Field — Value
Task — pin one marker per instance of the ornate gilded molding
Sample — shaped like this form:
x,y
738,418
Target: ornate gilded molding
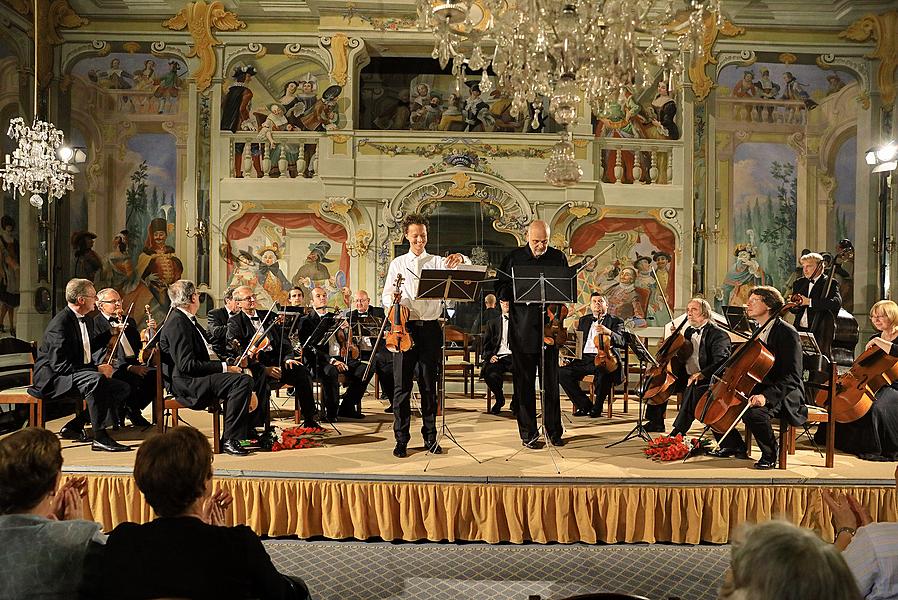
x,y
701,83
884,29
199,19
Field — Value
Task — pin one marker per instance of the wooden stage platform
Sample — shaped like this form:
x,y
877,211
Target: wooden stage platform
x,y
352,486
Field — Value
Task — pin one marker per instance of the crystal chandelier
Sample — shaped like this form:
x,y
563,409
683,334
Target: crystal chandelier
x,y
567,51
40,163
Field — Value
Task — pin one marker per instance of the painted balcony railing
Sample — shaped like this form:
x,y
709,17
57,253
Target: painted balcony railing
x,y
286,154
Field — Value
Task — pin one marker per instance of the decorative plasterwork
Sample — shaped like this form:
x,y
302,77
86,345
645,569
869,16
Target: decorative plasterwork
x,y
199,19
701,83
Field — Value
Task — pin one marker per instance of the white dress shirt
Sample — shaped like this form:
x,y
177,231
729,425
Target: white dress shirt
x,y
410,266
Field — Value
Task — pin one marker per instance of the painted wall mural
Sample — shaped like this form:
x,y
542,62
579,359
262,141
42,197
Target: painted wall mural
x,y
624,274
272,252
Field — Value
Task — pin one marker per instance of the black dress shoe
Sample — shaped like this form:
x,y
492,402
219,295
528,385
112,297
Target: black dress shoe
x,y
234,448
107,444
765,464
401,450
73,433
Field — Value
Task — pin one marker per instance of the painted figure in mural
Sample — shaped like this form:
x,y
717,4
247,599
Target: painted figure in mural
x,y
745,274
235,116
476,112
621,121
9,274
314,268
87,262
766,89
157,264
169,87
625,300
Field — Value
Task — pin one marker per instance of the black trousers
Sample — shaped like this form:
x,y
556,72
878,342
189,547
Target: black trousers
x,y
493,372
422,359
573,373
525,366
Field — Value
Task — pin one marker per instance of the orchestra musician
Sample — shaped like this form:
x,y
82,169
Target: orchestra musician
x,y
196,375
497,358
327,363
710,349
875,435
140,378
526,323
65,364
383,359
425,355
599,322
272,364
780,394
816,301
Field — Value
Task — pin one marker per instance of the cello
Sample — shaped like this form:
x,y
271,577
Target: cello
x,y
726,401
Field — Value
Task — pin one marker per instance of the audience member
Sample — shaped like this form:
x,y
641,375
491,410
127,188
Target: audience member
x,y
778,560
43,535
187,551
870,549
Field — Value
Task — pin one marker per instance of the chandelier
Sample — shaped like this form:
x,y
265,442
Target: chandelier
x,y
40,163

What you need to do. Quote the entries in full. Any image among them is to be omitted from the copy.

Correct response.
Field — Value
Task — pin one marker per instance of the ornate gilded molding
Sample — shaped like this form:
x,y
738,418
Target: ornate gilded molding
x,y
701,83
884,29
199,19
Field — Value
Task — pin one marker per instance of the wooden stage platform
Sample — shaped like this form:
x,y
877,211
Target: wooden stage platform
x,y
352,486
Field — Value
Task — pin one marker per instance of the crystal chandelier
Sample — shaped like this form:
x,y
563,409
683,334
Target: crystal chandelier
x,y
567,51
40,163
Field — Value
Task — pin one marker per instance of the painted balcony railing
Sample — shaped like this form:
x,y
709,17
57,253
Target: painted balcony railing
x,y
286,154
Field — Value
Task — pin one marker per instance of the decorative plasterwork
Sample — shaped like this form:
x,y
302,77
86,345
645,569
869,16
Target: decorative plasterwork
x,y
199,19
701,83
Field — Value
Task — pin one marker per instance of the white dress shirt
Sample — shaped like this form:
x,y
177,231
729,425
Target: white dress shirt
x,y
410,266
Field — Value
Task — pin one marker per instance of the painted wall mural
Sample — shaped like this form:
x,y
542,62
579,359
262,141
42,197
Target: painted wall mural
x,y
624,274
272,252
Field — Value
Task — pin one marker per instance of the black dress shoe
Sample — shaped like this form:
x,y
492,402
219,295
528,385
112,297
Target: black dress shoe
x,y
234,448
107,444
765,464
401,450
73,433
Field — Value
Task — pin one marker per instance of the painted figure in mural
Sample — shaped like this form:
x,y
717,4
247,599
Target: painted figure in mural
x,y
745,274
235,116
476,112
621,121
9,274
314,268
87,262
766,89
157,264
169,87
625,300
Field — Value
Task — pin one marker per instance of the black trousers
Sample — shaped like this form:
x,y
556,72
878,342
189,547
Target: black trousers
x,y
493,372
422,359
573,373
525,366
Field — Value
Task — pin one marker per instance of the orchestra musician
Sample — shaped like this form:
x,y
82,169
Target: orchestra musician
x,y
196,375
497,358
327,363
710,349
875,435
140,378
526,323
65,364
383,359
425,355
599,322
272,364
780,394
816,301
Field — Value
Task — pin one marker per instance of the cello
Sample — shaped like this form:
x,y
271,577
Target: cello
x,y
726,401
Field — Value
Task — pin one marker per instance of the audience member
Sample — shaped like this form:
x,y
641,375
491,410
127,188
Target: audience member
x,y
778,560
43,535
187,551
870,549
Field — Value
Task — pin one marker per instance of the chandelier
Sample — shaped like this form:
x,y
265,442
Target: chandelier
x,y
40,163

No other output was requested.